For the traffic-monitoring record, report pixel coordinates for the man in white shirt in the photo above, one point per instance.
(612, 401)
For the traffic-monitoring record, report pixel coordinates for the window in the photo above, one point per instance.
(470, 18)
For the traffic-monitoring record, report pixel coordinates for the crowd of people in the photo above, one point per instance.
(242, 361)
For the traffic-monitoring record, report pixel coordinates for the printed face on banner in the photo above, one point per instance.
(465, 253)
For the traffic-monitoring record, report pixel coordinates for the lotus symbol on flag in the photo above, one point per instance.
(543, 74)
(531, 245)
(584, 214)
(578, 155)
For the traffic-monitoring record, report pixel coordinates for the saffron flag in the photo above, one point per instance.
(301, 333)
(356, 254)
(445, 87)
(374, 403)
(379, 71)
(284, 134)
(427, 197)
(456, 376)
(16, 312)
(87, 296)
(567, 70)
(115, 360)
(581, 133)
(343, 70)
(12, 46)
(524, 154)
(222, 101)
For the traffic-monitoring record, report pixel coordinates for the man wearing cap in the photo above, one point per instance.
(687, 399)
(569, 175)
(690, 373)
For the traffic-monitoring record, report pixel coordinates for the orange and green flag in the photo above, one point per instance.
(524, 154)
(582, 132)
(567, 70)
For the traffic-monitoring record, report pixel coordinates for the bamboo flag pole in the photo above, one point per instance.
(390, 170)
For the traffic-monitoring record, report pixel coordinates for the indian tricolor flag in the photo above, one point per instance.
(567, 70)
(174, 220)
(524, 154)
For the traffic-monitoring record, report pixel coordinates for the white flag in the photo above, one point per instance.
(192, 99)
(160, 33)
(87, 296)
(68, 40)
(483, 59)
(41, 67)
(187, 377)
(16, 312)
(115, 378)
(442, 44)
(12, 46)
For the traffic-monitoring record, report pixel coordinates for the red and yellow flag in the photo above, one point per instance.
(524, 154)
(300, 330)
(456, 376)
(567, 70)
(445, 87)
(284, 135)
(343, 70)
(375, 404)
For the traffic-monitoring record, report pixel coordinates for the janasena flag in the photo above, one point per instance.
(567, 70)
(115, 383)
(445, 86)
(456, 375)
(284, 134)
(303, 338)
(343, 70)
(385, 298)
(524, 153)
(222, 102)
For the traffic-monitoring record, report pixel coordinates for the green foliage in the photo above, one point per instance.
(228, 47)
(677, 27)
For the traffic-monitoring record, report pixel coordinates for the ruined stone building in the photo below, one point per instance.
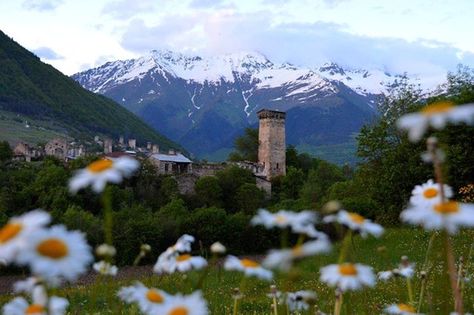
(58, 147)
(171, 163)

WRITTEN INSTRUCTION>
The line that contains "for the white" opens the part to copy, and the last line of the records closes it; set down those lines exactly, pictures excluded.

WORKED ANSWER>
For the traffic-monitoring record, report pixel coordinates for the white flag in the photo above, one point per instance.
(192, 99)
(160, 33)
(87, 296)
(68, 40)
(483, 59)
(41, 67)
(187, 377)
(16, 312)
(115, 378)
(442, 44)
(12, 46)
For the traffic-monitoring record, report pixel coordinates for the red and yellow flag in the photo above, one point per instance.
(524, 154)
(300, 330)
(456, 376)
(567, 70)
(445, 87)
(284, 135)
(343, 70)
(375, 404)
For the traffic-monitoring record, report pixel coordinates for the janasena flag in the photo above, one point per instance.
(567, 70)
(115, 383)
(445, 86)
(456, 375)
(284, 134)
(303, 338)
(343, 70)
(385, 298)
(524, 153)
(222, 102)
For the traffic-monitoring record, report pixel coordinates for the green foliage in the photo above, one point per instance.
(228, 47)
(677, 27)
For the traffic-monitoring record, report pixel coordinates for the ruined stone building in the photo below, one point per instance.
(58, 147)
(171, 163)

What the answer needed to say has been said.